_What needs to be done_. Can you print every one of the lines below verbatim, leaving the pictures out of your answer?

_Image boundary annotation data_.

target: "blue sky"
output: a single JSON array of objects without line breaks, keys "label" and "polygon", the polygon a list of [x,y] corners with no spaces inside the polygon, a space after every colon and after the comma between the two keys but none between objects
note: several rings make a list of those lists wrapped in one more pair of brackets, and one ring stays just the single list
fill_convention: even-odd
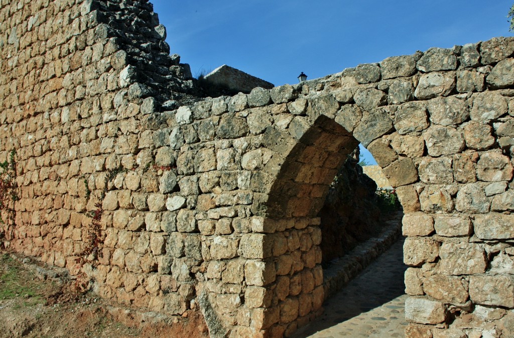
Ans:
[{"label": "blue sky", "polygon": [[431,47],[513,35],[507,13],[514,0],[151,2],[171,52],[193,76],[227,64],[276,86],[297,83],[302,71],[315,79]]}]

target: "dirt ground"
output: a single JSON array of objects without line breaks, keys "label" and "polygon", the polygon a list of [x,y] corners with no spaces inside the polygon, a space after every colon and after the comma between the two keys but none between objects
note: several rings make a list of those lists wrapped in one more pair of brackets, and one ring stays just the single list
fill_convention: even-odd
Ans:
[{"label": "dirt ground", "polygon": [[200,338],[201,313],[167,317],[120,308],[33,259],[0,252],[0,338]]}]

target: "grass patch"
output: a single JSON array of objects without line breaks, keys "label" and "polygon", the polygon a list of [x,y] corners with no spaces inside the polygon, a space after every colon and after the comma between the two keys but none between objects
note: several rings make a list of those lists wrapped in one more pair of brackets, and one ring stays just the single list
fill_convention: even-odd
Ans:
[{"label": "grass patch", "polygon": [[2,255],[1,260],[6,268],[0,271],[0,299],[25,297],[27,301],[24,304],[27,306],[42,302],[32,281],[22,277],[26,274],[20,273],[24,268],[8,254]]}]

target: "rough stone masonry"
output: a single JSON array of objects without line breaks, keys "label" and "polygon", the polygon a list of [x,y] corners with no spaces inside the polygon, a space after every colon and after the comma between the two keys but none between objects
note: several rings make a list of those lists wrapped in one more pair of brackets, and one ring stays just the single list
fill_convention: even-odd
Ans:
[{"label": "rough stone masonry", "polygon": [[165,36],[145,1],[0,0],[4,247],[213,337],[290,335],[361,142],[405,213],[406,336],[514,335],[514,39],[201,100]]}]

_Expected answer_.
target: "blue sky"
output: a single JSON array of objects without line breaks, keys "label" and "polygon", the polygon a list of [x,y] corners with no spaces inside the polygon, a space after every colon and after the comma between the two keys but none between objects
note: several rings make a list of those lists wrapped in one more pair of brackets, and one ring stays just the single list
fill_convention: even-odd
Ans:
[{"label": "blue sky", "polygon": [[431,47],[513,35],[507,13],[514,0],[151,2],[171,52],[193,76],[227,64],[276,86],[297,83],[302,71],[315,79]]}]

target: "dirt ground"
output: a single JSON array of objects without line breaks, keys "label" and "polygon", the polygon a list of [x,y] corners with no spaces inside the polygon, a space after every colon and after the comma between the two keys but none between objects
note: several rings make a list of those lists wrapped in one more pair of brackets, and one ring stays just the single list
fill_convention: even-odd
Ans:
[{"label": "dirt ground", "polygon": [[200,338],[201,313],[167,317],[120,308],[33,259],[0,252],[0,338]]}]

target: "grass patch"
output: a single JSON array of objects without line breaks, keys "label" and "polygon", the polygon a list of [x,y] corners with no spaces inside the polygon, a space after every colon and after the comma between the two keys but none between objects
note: several rings make a list of those lists wrapped in one more pair of brackets, and one ring stays just the single list
fill_convention: even-odd
Ans:
[{"label": "grass patch", "polygon": [[2,255],[1,260],[6,268],[0,271],[0,299],[25,297],[27,301],[24,304],[27,306],[42,302],[32,281],[22,277],[26,274],[20,273],[24,268],[8,254]]}]

target: "rough stone masonry"
output: a single JSON array of objects without line breaks, keys "label" and "polygon", the polygon a list of [x,y] corners with no spaces inside the polygon, a space after every colon and after the comma between the two keys but none between objects
note: several rings make a list of those lists wrapped in one more pair of brackets, and one ring stays just the single list
fill_convention: even-odd
Ans:
[{"label": "rough stone masonry", "polygon": [[165,36],[145,1],[0,0],[4,247],[213,337],[290,335],[361,142],[405,213],[406,336],[514,335],[514,39],[201,100]]}]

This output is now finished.